# Exercise prompt
Reproduce every item below word for word, leaving out the picture.

# Pointing dataset items

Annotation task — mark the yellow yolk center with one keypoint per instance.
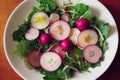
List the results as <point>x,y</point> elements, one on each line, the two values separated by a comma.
<point>87,38</point>
<point>59,30</point>
<point>40,19</point>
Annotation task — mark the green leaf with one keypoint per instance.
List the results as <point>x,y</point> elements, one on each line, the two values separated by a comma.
<point>24,47</point>
<point>47,6</point>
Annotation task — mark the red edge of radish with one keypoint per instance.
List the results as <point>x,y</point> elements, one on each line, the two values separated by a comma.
<point>61,34</point>
<point>57,49</point>
<point>32,34</point>
<point>50,61</point>
<point>92,54</point>
<point>33,59</point>
<point>84,33</point>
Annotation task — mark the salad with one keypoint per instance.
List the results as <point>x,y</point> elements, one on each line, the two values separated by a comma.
<point>59,41</point>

# Response for this exercise
Annotation task — mark the yellow yolk center with one keypoint per instance.
List the results as <point>x,y</point> elements, one on each line, the two values separated by a comma.
<point>87,38</point>
<point>59,30</point>
<point>40,19</point>
Annotation task — mark the green leaf with one keypoint per instance.
List the results as <point>x,y</point> elements, one on each line, the two values separated by a comma.
<point>24,47</point>
<point>47,6</point>
Annotation task — mark the red edge of radish with one keypoint per instance.
List the results as <point>x,y</point> elements, one on each line, the two values separated by a comma.
<point>61,34</point>
<point>57,49</point>
<point>32,34</point>
<point>50,61</point>
<point>92,54</point>
<point>33,59</point>
<point>84,33</point>
Annotation task — mark the salad with one keypoint per instance.
List the results as <point>x,y</point> elements, one on each line, the two values separated by a comma.
<point>59,41</point>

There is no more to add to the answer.